TASK OBJECTIVE
Please copy the rows below word for word.

Dataset excerpt:
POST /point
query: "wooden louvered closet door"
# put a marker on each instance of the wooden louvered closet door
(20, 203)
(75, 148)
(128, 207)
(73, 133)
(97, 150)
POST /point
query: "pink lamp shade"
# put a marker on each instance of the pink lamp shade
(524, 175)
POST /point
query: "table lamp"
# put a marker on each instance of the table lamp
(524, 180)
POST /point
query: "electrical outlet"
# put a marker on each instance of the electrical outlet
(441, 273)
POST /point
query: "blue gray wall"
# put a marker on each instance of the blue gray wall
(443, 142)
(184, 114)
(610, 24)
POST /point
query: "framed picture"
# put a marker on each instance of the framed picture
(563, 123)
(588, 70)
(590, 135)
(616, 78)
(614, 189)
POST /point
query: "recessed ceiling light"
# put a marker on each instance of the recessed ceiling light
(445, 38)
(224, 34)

RESPONSE
POST /point
query: "wooden louvered closet door"
# put a marker on each instance of the wooden louvered closet door
(20, 203)
(75, 148)
(128, 207)
(73, 133)
(97, 150)
POST /point
query: "pink lamp shade"
# put a marker on each instance of the pink lamp shade
(524, 175)
POST /point
query: "table lamp"
# put a marker on each instance of the table lamp
(524, 180)
POST /point
query: "electrical outlet"
# put a marker on each instance of the electrical outlet
(441, 273)
POST /point
query: "blue gray wall"
# put a marker on each instance of the blue gray wall
(443, 142)
(184, 114)
(610, 24)
POST /point
query: "framed picture"
# put a marker on each instance of the framed picture
(563, 123)
(588, 70)
(590, 135)
(616, 78)
(614, 189)
POST /point
query: "recessed ceiling light"
# put a marker on each instance of the recessed ceiling light
(445, 38)
(224, 34)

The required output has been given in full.